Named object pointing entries
------------------------------------------------------------
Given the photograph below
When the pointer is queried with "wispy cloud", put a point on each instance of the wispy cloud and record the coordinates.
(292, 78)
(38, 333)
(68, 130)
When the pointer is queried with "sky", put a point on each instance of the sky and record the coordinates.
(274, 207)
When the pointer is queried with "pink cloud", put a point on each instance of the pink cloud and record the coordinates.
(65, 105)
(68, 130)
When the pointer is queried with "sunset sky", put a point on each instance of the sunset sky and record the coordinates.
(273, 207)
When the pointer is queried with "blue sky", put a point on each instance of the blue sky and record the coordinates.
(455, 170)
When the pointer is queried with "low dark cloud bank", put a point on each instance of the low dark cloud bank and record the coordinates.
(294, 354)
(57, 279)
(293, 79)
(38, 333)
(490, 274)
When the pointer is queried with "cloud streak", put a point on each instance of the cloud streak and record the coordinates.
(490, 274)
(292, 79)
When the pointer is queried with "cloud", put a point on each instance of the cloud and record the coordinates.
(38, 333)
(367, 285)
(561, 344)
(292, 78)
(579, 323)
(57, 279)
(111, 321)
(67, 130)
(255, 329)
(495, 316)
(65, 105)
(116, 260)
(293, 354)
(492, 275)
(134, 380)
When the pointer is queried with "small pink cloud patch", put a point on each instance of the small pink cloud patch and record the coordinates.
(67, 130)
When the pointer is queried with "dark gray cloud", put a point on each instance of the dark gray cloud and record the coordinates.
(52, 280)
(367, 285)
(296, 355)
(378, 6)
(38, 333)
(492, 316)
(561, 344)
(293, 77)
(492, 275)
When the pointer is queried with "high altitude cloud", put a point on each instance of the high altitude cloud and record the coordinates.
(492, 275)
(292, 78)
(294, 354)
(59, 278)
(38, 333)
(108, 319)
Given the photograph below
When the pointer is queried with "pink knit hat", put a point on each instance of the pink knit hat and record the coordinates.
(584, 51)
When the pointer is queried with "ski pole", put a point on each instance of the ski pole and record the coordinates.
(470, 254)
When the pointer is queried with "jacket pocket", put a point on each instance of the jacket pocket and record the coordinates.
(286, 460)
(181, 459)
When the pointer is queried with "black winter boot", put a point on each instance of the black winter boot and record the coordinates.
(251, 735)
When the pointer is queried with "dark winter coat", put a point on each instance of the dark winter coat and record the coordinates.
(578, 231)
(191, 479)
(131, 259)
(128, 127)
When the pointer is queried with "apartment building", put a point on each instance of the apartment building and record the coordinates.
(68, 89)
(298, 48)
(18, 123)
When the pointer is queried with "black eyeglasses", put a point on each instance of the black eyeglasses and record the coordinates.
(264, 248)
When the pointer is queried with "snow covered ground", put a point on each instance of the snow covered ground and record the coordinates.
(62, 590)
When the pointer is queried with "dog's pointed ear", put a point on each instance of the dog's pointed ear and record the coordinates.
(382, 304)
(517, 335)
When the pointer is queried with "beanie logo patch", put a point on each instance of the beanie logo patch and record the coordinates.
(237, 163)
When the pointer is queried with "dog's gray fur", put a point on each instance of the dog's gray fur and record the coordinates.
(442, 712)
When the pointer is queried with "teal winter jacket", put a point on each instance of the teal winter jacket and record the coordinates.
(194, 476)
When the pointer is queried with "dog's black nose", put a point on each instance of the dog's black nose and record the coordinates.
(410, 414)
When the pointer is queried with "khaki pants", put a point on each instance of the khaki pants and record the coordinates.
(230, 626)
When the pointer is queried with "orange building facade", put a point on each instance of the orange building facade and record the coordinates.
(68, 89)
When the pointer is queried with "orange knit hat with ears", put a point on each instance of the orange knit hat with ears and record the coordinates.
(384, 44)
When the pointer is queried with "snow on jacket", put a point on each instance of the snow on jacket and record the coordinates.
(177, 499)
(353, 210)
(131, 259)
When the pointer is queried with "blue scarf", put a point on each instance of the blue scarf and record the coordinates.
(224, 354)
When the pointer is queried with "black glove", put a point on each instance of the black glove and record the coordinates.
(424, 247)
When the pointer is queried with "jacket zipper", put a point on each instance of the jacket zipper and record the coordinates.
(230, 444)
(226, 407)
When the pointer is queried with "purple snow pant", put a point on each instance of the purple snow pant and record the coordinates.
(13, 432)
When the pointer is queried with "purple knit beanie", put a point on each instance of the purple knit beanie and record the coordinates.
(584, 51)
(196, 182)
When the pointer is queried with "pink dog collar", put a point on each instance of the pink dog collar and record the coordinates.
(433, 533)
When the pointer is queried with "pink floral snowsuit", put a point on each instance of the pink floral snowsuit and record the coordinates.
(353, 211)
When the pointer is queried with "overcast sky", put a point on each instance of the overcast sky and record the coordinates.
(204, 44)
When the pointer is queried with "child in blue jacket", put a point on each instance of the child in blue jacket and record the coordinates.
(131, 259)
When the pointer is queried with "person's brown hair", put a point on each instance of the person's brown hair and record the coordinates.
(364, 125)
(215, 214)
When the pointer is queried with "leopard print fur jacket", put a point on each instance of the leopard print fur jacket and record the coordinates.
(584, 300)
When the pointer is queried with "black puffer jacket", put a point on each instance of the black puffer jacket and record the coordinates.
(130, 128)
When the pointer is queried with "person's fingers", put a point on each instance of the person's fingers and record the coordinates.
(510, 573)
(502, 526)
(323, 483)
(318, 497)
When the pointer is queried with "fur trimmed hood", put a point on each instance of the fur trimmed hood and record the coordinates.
------------------------------------------------------------
> _WHAT YOU ARE ASKED TO DO_
Please set down each line of the records exactly as given.

> _TASK RESULT_
Given the photograph below
When the pointer is queried with "wispy cloud", put a point on each instance of the wispy cloud and record the coordinates.
(292, 78)
(38, 333)
(68, 130)
When the pointer is queried with "sky", put a point on each instance of the sky and record the coordinates.
(274, 207)
When the pointer is queried with "pink cloud", put a point on each instance of the pink cloud and record the coordinates.
(65, 105)
(68, 130)
When the pointer is queried with "sunset sky", put a point on each instance of the sunset sky and record the coordinates.
(273, 207)
When the pointer is queried with "blue sky", put a point on each instance of the blue sky and record the coordinates.
(455, 170)
When the pointer is queried with "low dark cloud bank", put a point on each instance of the low dark cloud bank and record the coordinates.
(294, 354)
(57, 279)
(293, 79)
(38, 333)
(490, 274)
When the pointer is queried with "cloud streak", put a point on each instance of the cloud streak and record the coordinates.
(490, 274)
(292, 79)
When the pointer is queried with "cloud", put a point on each instance of the cloud and record the coordinates.
(38, 333)
(367, 285)
(561, 344)
(292, 78)
(579, 323)
(57, 279)
(111, 321)
(67, 130)
(255, 329)
(495, 316)
(65, 105)
(116, 260)
(293, 354)
(492, 275)
(134, 380)
When the pointer is queried with "small pink cloud patch", put a point on each instance of the small pink cloud patch and record the coordinates.
(67, 130)
When the pointer is queried with "dark gray cloud", put a point on each instance of the dark gray cloud and record the coordinates.
(52, 280)
(367, 285)
(296, 355)
(378, 6)
(38, 333)
(492, 316)
(561, 344)
(293, 77)
(492, 275)
When the pointer is queried with "high altitude cloud", put a point on each instance of the high altitude cloud and record the coordinates.
(492, 275)
(292, 78)
(294, 354)
(59, 278)
(38, 333)
(108, 319)
Given the photograph below
When the pointer is queried with "pink knit hat", put a point on each instance of the pink knit hat and record the coordinates.
(584, 51)
When the pointer is queried with "ski pole", put a point on each instance of the ski pole and record the coordinates.
(470, 254)
When the pointer is queried with "jacket pocket", put a point on each instance of the jacket pocket and record the coordinates.
(286, 460)
(181, 459)
When the pointer is queried with "black winter boot", put a point on each instance of the black winter boot and record the coordinates.
(251, 735)
When the pointer is queried with "dark winter coat", put a point on each instance of the dark winter coat and record the coordinates.
(578, 231)
(191, 479)
(131, 259)
(128, 127)
When the pointer is queried with "apartment building", put a point on each instance of the apartment building and record the coordinates.
(68, 89)
(298, 48)
(18, 123)
When the pointer is queried with "black eyeglasses", put a point on each instance of the black eyeglasses and record the coordinates.
(264, 248)
When the pointer is queried with "snow covered ground", put a point on each instance of the snow covered ground and record the coordinates.
(62, 590)
When the pointer is queried with "dog's pointed ear", put a point on each instance of the dog's pointed ear and record the coordinates.
(382, 304)
(517, 335)
When the pointer is queried with "beanie logo patch", put a point on each instance of the beanie logo patch and record the coordinates.
(237, 163)
When the pointer is queried with "dog's gray fur", put a point on each instance of the dog's gray fur and record the coordinates.
(442, 712)
When the pointer is queried with "teal winter jacket", put a point on each instance of the teal winter jacket and record the coordinates.
(194, 476)
When the pointer is queried with "dog's black nose", put a point on each instance of the dog's black nose and record the coordinates.
(410, 414)
When the pointer is queried with "khaki pants", put a point on each instance of the khaki pants and record the coordinates.
(230, 626)
When the pointer is queried with "orange building facade", put a point on each instance of the orange building facade and record the coordinates.
(68, 89)
When the pointer is queried with "orange knit hat with ears", put a point on each instance of the orange knit hat with ears and record the coordinates.
(384, 44)
When the pointer is queried with "snow on jacket", put a point on each instance of the snow on jacket and record the coordinates.
(177, 499)
(353, 210)
(131, 259)
When the pointer is queried with "blue scarf", put a point on each instance of the blue scarf and record the coordinates.
(224, 354)
When the pointer is queried with "black glove", put a point on each instance of the black glove and record the coordinates.
(424, 247)
When the pointer is queried with "jacket zipper", put a point on each instance of the jacket zipper and record the coordinates.
(230, 444)
(226, 407)
When the pointer is queried with "purple snow pant", put a point on each instance of the purple snow pant and record the coordinates.
(13, 432)
When the pointer is queried with "purple knit beanie", put a point on each instance of the purple knit beanie and record the coordinates.
(584, 51)
(196, 182)
When the pointer is queried with "pink dog collar", put a point on each instance of the pink dog collar and record the coordinates.
(433, 533)
When the pointer is queried with "pink floral snowsuit", put a point on each instance of the pink floral snowsuit and record the coordinates.
(353, 211)
When the pointer is queried with "overcast sky", put a point on each instance of the overcast sky and record the coordinates.
(204, 44)
When the pointer is queried with "child in blue jacket", put a point on each instance of the child in blue jacket and record the coordinates.
(131, 259)
When the pointer is queried with "person's brown hair", put a point on each instance of the person's brown hair and record the coordinates.
(364, 125)
(215, 214)
When the pointer is queried with "leopard print fur jacket", put a point on each instance of the leopard print fur jacket and record the coordinates.
(584, 300)
When the pointer is queried with "black puffer jacket", put a point on each instance of the black puffer jacket and record the coordinates.
(130, 128)
When the pointer is queried with "person's fingers", put a point on each instance of the person's fingers and record the coordinates.
(510, 573)
(502, 526)
(323, 483)
(318, 497)
When the pointer is queried with "fur trimmed hood", put a point on each instance of the fur trimmed hood and record the coordinates.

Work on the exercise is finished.